# Work required:
Please count the lines in the items below that contain the word "tire", treating uppercase and lowercase as different, and give only the number.

# Available records:
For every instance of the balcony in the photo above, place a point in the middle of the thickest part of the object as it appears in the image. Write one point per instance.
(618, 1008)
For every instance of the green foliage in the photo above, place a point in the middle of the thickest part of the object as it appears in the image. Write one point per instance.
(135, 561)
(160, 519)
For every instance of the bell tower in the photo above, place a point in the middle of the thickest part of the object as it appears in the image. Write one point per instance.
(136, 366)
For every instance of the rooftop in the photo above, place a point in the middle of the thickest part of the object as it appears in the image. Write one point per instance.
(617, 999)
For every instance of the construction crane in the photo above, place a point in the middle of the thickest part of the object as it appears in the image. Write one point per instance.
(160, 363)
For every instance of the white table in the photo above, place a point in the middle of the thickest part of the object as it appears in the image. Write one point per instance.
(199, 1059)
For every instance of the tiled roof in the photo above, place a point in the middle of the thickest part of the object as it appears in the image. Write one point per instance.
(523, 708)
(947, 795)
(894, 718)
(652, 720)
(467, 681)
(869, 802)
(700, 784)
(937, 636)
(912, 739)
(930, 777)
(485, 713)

--

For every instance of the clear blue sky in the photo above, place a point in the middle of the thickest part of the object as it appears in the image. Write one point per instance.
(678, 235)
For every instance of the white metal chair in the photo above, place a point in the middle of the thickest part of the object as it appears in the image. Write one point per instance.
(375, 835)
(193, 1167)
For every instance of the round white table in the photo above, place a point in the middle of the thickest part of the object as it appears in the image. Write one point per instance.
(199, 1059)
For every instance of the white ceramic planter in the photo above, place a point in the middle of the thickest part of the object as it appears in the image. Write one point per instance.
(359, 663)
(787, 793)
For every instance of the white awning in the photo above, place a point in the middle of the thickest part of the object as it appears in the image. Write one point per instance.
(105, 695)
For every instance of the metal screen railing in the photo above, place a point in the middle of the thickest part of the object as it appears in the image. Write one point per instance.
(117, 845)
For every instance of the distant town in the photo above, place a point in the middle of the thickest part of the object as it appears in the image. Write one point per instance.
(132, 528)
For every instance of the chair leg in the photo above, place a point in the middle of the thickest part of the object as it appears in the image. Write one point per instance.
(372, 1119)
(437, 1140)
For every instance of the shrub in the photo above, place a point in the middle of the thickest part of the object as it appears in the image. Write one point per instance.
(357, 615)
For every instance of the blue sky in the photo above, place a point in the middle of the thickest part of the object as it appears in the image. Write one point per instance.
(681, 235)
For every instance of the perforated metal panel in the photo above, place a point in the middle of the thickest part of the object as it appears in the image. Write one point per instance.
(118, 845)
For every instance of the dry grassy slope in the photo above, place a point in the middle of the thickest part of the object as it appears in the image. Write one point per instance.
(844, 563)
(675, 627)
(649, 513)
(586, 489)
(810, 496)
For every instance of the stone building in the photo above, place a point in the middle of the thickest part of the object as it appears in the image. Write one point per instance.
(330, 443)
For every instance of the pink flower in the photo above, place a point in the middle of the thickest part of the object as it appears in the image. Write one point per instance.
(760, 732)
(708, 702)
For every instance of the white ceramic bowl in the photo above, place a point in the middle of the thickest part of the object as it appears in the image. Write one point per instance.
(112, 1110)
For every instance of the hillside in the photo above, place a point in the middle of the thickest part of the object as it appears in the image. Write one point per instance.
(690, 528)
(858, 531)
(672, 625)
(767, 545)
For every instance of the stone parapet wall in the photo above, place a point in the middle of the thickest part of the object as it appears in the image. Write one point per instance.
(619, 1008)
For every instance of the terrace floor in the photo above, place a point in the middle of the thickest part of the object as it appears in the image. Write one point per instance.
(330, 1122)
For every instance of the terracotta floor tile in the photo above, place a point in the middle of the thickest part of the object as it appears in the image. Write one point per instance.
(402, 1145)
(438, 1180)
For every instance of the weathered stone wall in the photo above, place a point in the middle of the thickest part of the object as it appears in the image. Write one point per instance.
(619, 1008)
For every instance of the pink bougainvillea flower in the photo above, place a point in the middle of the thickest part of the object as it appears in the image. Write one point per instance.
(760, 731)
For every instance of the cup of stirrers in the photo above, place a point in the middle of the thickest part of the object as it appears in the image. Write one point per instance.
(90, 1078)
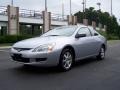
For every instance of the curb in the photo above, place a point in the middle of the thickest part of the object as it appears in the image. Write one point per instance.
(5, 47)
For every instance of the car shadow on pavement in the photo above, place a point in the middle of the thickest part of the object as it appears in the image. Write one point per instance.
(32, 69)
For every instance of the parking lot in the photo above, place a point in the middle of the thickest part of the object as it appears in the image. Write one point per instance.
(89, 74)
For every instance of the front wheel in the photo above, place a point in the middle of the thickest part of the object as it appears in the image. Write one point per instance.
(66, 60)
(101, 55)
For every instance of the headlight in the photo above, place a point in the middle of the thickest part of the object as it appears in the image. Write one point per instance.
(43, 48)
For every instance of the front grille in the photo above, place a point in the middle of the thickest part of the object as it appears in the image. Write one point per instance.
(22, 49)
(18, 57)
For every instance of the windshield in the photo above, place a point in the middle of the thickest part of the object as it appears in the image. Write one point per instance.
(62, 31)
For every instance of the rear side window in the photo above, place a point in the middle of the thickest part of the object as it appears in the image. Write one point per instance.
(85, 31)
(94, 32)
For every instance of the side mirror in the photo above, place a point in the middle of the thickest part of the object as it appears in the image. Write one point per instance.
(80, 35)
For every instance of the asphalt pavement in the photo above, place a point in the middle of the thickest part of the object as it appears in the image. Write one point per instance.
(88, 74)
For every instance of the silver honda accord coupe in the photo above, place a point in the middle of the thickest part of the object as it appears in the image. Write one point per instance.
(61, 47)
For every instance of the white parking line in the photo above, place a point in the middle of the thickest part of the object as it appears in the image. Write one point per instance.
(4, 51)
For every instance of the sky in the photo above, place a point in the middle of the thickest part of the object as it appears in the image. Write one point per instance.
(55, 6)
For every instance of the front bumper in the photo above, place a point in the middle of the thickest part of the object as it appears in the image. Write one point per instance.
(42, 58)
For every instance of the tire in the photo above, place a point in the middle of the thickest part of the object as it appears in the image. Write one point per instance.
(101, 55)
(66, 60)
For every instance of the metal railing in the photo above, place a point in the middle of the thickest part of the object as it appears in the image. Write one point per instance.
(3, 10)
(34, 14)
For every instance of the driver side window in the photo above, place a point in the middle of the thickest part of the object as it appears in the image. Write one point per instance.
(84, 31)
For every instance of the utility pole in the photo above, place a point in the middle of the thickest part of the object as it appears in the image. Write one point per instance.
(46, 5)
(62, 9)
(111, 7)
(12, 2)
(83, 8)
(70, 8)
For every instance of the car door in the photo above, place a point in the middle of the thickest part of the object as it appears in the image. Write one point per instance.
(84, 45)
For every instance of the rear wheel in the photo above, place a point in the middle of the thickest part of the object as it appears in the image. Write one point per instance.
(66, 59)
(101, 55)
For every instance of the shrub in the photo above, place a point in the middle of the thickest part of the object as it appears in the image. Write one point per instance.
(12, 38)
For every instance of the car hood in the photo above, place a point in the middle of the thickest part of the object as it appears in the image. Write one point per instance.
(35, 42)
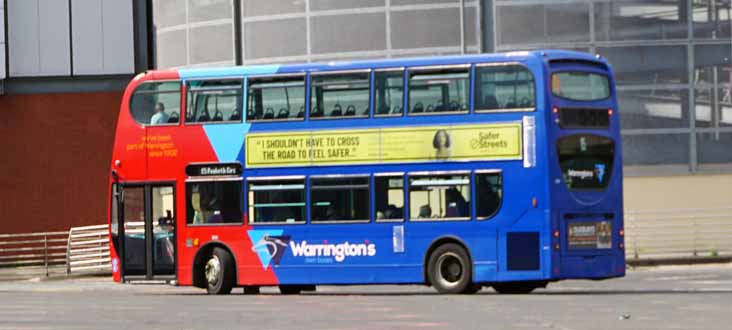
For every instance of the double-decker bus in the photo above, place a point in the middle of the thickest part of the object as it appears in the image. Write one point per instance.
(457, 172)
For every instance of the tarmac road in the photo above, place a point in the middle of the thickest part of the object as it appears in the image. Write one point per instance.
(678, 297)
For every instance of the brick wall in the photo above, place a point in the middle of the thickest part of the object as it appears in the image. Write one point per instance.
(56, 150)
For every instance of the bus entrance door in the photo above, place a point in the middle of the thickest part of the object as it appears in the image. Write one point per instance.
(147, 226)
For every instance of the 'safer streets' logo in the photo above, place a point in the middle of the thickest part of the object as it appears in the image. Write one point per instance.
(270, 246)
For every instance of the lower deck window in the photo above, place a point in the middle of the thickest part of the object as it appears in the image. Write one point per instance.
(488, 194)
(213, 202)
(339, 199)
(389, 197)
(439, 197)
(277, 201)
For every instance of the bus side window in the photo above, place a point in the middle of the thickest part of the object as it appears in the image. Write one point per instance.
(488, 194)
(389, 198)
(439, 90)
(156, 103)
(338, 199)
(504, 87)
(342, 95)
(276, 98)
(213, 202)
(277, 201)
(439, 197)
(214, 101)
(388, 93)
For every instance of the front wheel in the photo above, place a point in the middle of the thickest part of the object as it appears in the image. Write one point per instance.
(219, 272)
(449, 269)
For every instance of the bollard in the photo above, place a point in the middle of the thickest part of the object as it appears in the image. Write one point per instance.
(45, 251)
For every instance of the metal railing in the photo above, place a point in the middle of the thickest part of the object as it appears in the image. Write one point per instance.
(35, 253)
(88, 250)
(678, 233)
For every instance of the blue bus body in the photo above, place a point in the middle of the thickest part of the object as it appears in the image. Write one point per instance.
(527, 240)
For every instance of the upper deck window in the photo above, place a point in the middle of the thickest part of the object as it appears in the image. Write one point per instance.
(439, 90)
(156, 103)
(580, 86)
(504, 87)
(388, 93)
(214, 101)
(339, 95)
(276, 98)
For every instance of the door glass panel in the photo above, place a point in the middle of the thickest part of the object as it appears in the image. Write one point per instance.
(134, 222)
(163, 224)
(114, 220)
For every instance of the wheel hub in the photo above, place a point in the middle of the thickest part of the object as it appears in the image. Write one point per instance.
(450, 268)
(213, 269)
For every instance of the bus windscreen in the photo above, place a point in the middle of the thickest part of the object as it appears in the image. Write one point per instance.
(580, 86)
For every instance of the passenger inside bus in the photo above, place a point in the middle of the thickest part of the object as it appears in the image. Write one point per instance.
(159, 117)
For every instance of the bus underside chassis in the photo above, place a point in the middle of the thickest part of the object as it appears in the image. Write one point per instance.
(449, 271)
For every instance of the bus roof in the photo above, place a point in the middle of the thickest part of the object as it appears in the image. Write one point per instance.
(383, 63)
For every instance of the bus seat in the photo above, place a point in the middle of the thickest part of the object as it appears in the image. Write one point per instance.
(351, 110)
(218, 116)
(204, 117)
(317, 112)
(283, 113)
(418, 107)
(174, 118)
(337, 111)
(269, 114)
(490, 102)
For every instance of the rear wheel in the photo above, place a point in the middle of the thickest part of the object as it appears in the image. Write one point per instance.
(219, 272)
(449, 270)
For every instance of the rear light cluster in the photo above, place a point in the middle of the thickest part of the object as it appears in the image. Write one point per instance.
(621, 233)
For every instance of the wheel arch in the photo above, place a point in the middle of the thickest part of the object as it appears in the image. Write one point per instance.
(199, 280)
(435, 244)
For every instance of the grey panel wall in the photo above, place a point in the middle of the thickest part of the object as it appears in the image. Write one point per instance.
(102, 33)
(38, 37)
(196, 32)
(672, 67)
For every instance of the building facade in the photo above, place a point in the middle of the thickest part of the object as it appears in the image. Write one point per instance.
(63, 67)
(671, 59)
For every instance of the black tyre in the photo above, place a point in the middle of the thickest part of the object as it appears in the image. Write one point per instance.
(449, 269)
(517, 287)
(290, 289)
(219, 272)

# Output for this task:
1